### What is expected
Exact copies of all entries are expected.

*** Records shown ***

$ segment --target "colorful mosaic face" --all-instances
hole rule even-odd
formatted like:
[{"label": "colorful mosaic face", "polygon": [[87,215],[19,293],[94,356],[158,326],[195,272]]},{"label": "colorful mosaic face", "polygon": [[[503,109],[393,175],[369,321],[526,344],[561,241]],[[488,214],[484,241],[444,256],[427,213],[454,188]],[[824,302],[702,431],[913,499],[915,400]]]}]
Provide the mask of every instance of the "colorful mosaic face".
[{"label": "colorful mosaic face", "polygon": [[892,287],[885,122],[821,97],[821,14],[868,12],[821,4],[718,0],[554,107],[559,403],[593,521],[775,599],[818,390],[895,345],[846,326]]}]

*** End of Records shown ***

### Task result
$ segment --target "colorful mosaic face" --all-instances
hole rule even-odd
formatted like:
[{"label": "colorful mosaic face", "polygon": [[87,215],[19,293],[94,356],[158,326],[195,272]]},{"label": "colorful mosaic face", "polygon": [[[503,109],[393,175],[369,321],[526,344],[561,241]],[[488,214],[484,241],[444,256],[427,213],[454,188]],[[824,302],[702,431],[913,499],[915,400]]]}]
Provide the mask of every instance of the "colorful mosaic face".
[{"label": "colorful mosaic face", "polygon": [[892,287],[885,122],[821,97],[821,14],[868,12],[821,4],[718,0],[554,107],[559,403],[593,521],[775,599],[818,390],[895,345],[846,326]]}]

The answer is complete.